## Brano riportato
━━━━━━━━

La valorizzazione del patrimonio liquido e la scoperta ecoturistica della storia idraulica della nostra penisola può generare meravigliose riscoperte se accanto all’azione dei professionisti del settore s’inserisce un network teso alla valorizzazione e alla salvaguardia di tale patrimonio. Il progetto del Water Museum of Venice rappresenta un esempio di tutela di tale contesto, valorizzando il tessuto idraulico che da Venezia giunge a Milano, Ferrara, Bologna e Padova. L’itinerario proposto dal Water Museum of Venice mira a promuovere le testimonianze più significative dei patrimoni di Civiltà dell’Acqua delle Tre Venezie grazie a un nuovo museo digitale e a una serie di percorsi volti a facilitare il contatto con l’acqua e la visita dei luoghi d’acqua.
Tra gli itinerari oggetto di attenzione delle ultime settimane, possiamo descrivere “il Po selvaggio di Maistra”. L’itinerario si snoda lungo gli ampi e sinuosi meandri del Po di Maistra, uno dei rami del Delta del Po, tra una fitta vegetazione, uccelli acquatici e splendide aree umide. Immersi in tale reticolo, si può scrutare alcune delle valli da pesca più importanti del Delta fino ad arrivare alla foce del Po di Maistra, dove si può visitare da vicino la nota spiaggia di Boccasette. L’itinerario si sviluppa a circa 100 km da Venezia, sottolineando l’importanza della rete fluviale di acqua dolce interna anche a considerevole distanza dalla Serenissima. Il Po è legato a Venezia e la scoperta di tale incrocio storico permette di poter valorizzare al meglio il patrimonio idraulico di più regioni italiane.

━━━━━━━━

## Righe fornite
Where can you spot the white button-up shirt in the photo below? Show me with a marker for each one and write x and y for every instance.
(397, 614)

━━━━━━━━

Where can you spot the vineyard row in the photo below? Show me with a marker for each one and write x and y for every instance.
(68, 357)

━━━━━━━━

## Problema posto
Ripeta parola per parola tutto il brano sul Water Museum of Venice, da "La valorizzazione del" fino a "dei luoghi d’acqua.". Le righe provengono da una fonte diversa.

## Risposta alla consegna
La valorizzazione del patrimonio liquido e la scoperta ecoturistica della storia idraulica della nostra penisola può generare meravigliose riscoperte se accanto all’azione dei professionisti del settore s’inserisce un network teso alla valorizzazione e alla salvaguardia di tale patrimonio. Il progetto del Water Museum of Venice rappresenta un esempio di tutela di tale contesto, valorizzando il tessuto idraulico che da Venezia giunge a Milano, Ferrara, Bologna e Padova. L’itinerario proposto dal Water Museum of Venice mira a promuovere le testimonianze più significative dei patrimoni di Civiltà dell’Acqua delle Tre Venezie grazie a un nuovo museo digitale e a una serie di percorsi volti a facilitare il contatto con l’acqua e la visita dei luoghi d’acqua.